## Exercise prompt
Retrieve every line of the data holding the word "sparkler".
*** Block opens ***
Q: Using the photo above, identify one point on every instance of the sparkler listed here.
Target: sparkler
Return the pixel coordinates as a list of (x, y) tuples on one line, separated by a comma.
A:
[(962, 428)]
*** Block closes ***
## Written solution
Q: Using the photo above, identify one point on every instance of the sparkler listed here.
Target: sparkler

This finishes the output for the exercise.